Stored rows
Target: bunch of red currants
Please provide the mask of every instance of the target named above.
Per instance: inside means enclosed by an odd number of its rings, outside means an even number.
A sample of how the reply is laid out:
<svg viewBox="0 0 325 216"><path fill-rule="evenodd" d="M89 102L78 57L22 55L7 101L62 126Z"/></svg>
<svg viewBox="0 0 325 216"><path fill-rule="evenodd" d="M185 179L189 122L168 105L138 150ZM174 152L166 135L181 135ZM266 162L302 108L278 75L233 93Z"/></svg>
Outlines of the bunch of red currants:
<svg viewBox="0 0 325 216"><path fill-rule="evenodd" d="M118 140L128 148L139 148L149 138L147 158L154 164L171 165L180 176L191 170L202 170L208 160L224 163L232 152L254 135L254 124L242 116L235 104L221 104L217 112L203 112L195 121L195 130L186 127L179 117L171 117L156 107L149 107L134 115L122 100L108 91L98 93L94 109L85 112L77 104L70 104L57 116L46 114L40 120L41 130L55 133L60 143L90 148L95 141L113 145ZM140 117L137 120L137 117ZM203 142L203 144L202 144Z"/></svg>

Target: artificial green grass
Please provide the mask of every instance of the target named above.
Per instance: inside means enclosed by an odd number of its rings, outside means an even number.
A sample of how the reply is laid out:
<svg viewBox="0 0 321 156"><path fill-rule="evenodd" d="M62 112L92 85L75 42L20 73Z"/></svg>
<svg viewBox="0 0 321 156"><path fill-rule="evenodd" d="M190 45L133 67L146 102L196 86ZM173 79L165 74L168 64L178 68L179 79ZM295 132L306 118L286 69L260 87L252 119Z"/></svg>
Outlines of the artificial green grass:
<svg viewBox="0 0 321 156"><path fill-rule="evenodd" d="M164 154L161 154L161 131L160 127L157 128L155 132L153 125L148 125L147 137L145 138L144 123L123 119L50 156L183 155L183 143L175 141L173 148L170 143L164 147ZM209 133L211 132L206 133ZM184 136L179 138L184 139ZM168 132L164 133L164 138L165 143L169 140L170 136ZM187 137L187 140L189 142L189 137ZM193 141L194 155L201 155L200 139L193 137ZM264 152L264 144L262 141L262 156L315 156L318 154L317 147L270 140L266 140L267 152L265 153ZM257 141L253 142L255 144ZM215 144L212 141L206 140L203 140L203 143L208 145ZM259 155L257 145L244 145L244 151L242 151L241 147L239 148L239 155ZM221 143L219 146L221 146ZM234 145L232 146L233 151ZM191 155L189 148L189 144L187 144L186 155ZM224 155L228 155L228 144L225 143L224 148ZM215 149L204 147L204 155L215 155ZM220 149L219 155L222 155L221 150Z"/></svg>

Given problem
Copy the entire listing above line for line, with no changes.

Answer to the exercise
Target: bunch of red currants
Please provide the mask of every instance of the target named above.
Per instance: inside means enclosed by an odd number of its rings, outside means an even number.
A sample of how the reply is laid out:
<svg viewBox="0 0 325 216"><path fill-rule="evenodd" d="M89 102L78 57L22 55L7 101L62 126Z"/></svg>
<svg viewBox="0 0 325 216"><path fill-rule="evenodd" d="M185 179L189 122L168 105L138 150ZM174 152L166 135L181 135ZM266 162L302 108L278 75L233 93Z"/></svg>
Outlines of the bunch of red currants:
<svg viewBox="0 0 325 216"><path fill-rule="evenodd" d="M118 140L128 148L139 148L149 138L147 158L154 164L171 165L180 176L191 170L202 170L208 160L224 163L232 152L254 135L254 124L242 116L235 104L221 104L217 112L203 112L195 121L195 130L186 127L179 117L171 117L156 107L149 107L134 115L122 100L108 91L98 93L94 109L85 112L77 104L70 104L57 116L46 114L40 120L41 130L55 133L60 143L90 148L95 141L113 145ZM140 117L137 120L137 117ZM203 142L203 144L202 144Z"/></svg>

Target: artificial green grass
Please provide the mask of every instance of the target named above.
Per instance: inside means enclosed by an odd number of its rings, outside means an even number.
A sample of how the reply is laid out:
<svg viewBox="0 0 321 156"><path fill-rule="evenodd" d="M62 112L92 85L75 42L20 73Z"/></svg>
<svg viewBox="0 0 321 156"><path fill-rule="evenodd" d="M190 45L133 67L146 102L196 86ZM173 79L165 74L168 64L178 68L179 79ZM295 132L306 118L286 69L260 87L252 119Z"/></svg>
Outlines of the artificial green grass:
<svg viewBox="0 0 321 156"><path fill-rule="evenodd" d="M164 154L161 154L161 131L160 127L157 128L155 132L153 125L148 125L147 137L145 138L144 123L123 119L50 156L183 155L183 143L175 141L173 148L170 143L164 147ZM209 133L211 132L206 133ZM184 136L179 138L184 139ZM168 132L164 133L164 138L165 143L169 140L170 136ZM187 137L187 140L189 142L189 137ZM193 141L194 155L201 155L200 139L193 137ZM264 152L264 144L262 141L262 156L315 156L318 154L317 147L270 140L266 140L267 152L265 153ZM257 141L253 142L255 144ZM215 144L212 141L206 140L203 140L203 143L208 145ZM259 155L257 145L244 145L244 151L242 151L241 147L239 148L239 155ZM221 143L219 146L221 146ZM234 145L232 146L233 151ZM191 155L189 148L189 144L187 144L186 155ZM224 155L228 155L228 144L225 143L224 148ZM215 149L204 147L204 155L215 155ZM220 149L219 155L222 155L221 150Z"/></svg>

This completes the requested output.